▶ Exercise requirements
Go through the listing and write out all of it exactly.

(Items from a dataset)
##########
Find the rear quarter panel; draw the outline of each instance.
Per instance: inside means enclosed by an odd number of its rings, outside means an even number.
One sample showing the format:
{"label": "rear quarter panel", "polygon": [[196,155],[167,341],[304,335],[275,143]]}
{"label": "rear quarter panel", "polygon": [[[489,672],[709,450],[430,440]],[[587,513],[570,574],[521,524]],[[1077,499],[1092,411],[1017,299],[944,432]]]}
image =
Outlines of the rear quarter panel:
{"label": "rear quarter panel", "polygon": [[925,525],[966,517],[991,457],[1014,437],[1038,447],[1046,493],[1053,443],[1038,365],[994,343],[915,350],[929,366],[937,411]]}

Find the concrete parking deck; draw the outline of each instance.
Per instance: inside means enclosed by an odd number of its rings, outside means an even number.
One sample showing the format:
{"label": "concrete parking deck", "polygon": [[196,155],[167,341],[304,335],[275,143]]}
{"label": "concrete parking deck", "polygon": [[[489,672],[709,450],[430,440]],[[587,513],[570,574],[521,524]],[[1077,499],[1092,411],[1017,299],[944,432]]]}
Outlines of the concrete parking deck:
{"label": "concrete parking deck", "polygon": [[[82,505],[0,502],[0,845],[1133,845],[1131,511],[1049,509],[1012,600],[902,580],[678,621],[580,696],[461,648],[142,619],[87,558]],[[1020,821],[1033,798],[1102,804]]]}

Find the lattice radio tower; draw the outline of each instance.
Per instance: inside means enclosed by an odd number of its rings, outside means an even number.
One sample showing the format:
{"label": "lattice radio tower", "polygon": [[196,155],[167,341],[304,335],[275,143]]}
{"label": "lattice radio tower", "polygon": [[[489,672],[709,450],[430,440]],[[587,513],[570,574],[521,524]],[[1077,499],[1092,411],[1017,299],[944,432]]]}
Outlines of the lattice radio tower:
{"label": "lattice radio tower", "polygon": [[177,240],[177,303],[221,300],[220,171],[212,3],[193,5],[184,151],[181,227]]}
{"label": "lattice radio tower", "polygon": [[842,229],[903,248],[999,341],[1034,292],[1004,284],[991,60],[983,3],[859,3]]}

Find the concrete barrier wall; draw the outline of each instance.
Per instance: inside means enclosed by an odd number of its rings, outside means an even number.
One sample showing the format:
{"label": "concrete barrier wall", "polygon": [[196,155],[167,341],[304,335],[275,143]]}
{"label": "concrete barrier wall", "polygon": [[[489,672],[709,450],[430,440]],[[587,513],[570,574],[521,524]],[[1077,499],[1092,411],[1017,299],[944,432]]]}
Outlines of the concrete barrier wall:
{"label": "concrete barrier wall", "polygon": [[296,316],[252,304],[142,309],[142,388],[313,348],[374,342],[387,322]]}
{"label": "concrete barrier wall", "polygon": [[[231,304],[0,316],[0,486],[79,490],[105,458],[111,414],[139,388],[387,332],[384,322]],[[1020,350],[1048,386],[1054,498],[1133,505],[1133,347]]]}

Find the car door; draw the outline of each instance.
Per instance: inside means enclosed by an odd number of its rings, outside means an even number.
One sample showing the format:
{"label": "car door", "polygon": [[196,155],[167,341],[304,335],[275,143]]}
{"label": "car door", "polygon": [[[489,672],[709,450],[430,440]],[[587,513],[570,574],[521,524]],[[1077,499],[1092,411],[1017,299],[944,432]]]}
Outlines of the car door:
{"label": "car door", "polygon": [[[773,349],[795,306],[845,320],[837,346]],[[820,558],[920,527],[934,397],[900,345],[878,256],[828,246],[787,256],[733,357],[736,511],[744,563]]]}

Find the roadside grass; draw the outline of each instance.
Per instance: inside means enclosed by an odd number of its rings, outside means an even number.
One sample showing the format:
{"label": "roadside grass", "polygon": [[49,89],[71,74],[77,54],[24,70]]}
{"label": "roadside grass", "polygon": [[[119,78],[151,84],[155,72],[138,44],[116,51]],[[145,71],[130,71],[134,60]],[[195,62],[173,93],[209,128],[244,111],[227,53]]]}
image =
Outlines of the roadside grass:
##########
▶ Output for this task
Find the rear quarter panel; draw the outline of each instance.
Per instance: inside means enclosed by an odd number of its rings, outside means an even number.
One sample showing the format:
{"label": "rear quarter panel", "polygon": [[196,155],[167,341],[304,335],[275,143]]}
{"label": "rear quarter panel", "polygon": [[[489,672],[709,450],[430,440]],[[587,513],[570,574],[521,524]],[[1077,499],[1092,411],[1017,299],[944,432]]]}
image =
Outlines of the rear quarter panel:
{"label": "rear quarter panel", "polygon": [[925,525],[966,517],[991,457],[1014,437],[1038,447],[1046,493],[1053,443],[1038,365],[994,343],[915,350],[929,366],[937,411]]}

Find the concrete parking deck; draw the outline of each instance.
Per instance: inside means enclosed by an odd number of its rings, outside means an even number.
One sample showing the format:
{"label": "concrete parking deck", "polygon": [[196,155],[167,341],[304,335],[275,143]]}
{"label": "concrete parking deck", "polygon": [[[489,672],[709,450],[430,440]],[[587,513],[570,574],[521,524]],[[1077,499],[1092,411],[1017,299],[944,432]]]}
Outlines of the concrete parking deck:
{"label": "concrete parking deck", "polygon": [[[82,505],[0,502],[0,845],[1133,845],[1131,511],[1049,509],[1012,600],[902,580],[678,621],[580,696],[461,648],[142,619],[87,558]],[[1020,821],[1033,798],[1102,804]]]}

Find the lattice radio tower; draw the outline of each instance.
Per instance: inside means enclosed by an odd number of its rings, outside means an even number.
One sample showing the format:
{"label": "lattice radio tower", "polygon": [[196,155],[167,341],[304,335],[275,143]]}
{"label": "lattice radio tower", "polygon": [[[489,672],[709,450],[430,440]],[[587,513],[570,574],[521,524]],[[1077,499],[1092,411],[1017,299],[944,432]]]}
Outlines of the lattice radio tower:
{"label": "lattice radio tower", "polygon": [[177,240],[177,303],[221,300],[220,171],[212,3],[193,5],[184,151],[181,227]]}
{"label": "lattice radio tower", "polygon": [[842,229],[903,248],[999,341],[1034,292],[1004,284],[991,60],[983,3],[859,3]]}

Find the concrete barrier wall; draw the outline of each instance.
Per instance: inside means enclosed by an odd number of its rings, outside means an even number.
One sample showing the format:
{"label": "concrete barrier wall", "polygon": [[196,155],[167,341],[304,335],[275,143]]}
{"label": "concrete barrier wall", "polygon": [[[489,672],[709,450],[430,440]],[[587,513],[570,574],[521,524]],[[1077,499],[1092,411],[1017,299],[944,432]]]}
Outlines of the concrete barrier wall:
{"label": "concrete barrier wall", "polygon": [[296,316],[252,304],[142,309],[142,388],[313,348],[374,342],[387,322]]}
{"label": "concrete barrier wall", "polygon": [[[231,304],[0,316],[0,486],[79,490],[105,458],[111,414],[139,388],[387,332],[384,322]],[[1020,350],[1048,386],[1054,498],[1133,505],[1133,347]]]}

Find the car door; draw the outline of each instance.
Per instance: inside means enclosed by an odd number of its rings, outside means an even number.
One sample showing the format:
{"label": "car door", "polygon": [[196,155],[167,341],[304,335],[275,143]]}
{"label": "car door", "polygon": [[[489,672],[709,450],[430,440]],[[587,513],[570,574],[521,524]],[[1077,499],[1092,411],[1017,299],[944,432]]]}
Outlines of the car door:
{"label": "car door", "polygon": [[[773,349],[795,306],[845,320],[837,346]],[[820,558],[920,527],[934,397],[900,345],[878,256],[828,246],[787,256],[733,357],[736,511],[744,563]]]}

Find the roadside grass; draw the outline of each instance.
Per instance: inside means enclosed by an odd number of its rings, outside means an even number.
One sample showing the format:
{"label": "roadside grass", "polygon": [[49,89],[71,74],[77,54],[24,70]]}
{"label": "roadside grass", "polygon": [[[119,78],[151,84],[155,72],[138,44],[116,51]],[[145,71],[130,71],[134,60]],[[195,62],[173,93],[209,128],[244,111],[227,53]]]}
image =
Outlines of the roadside grass:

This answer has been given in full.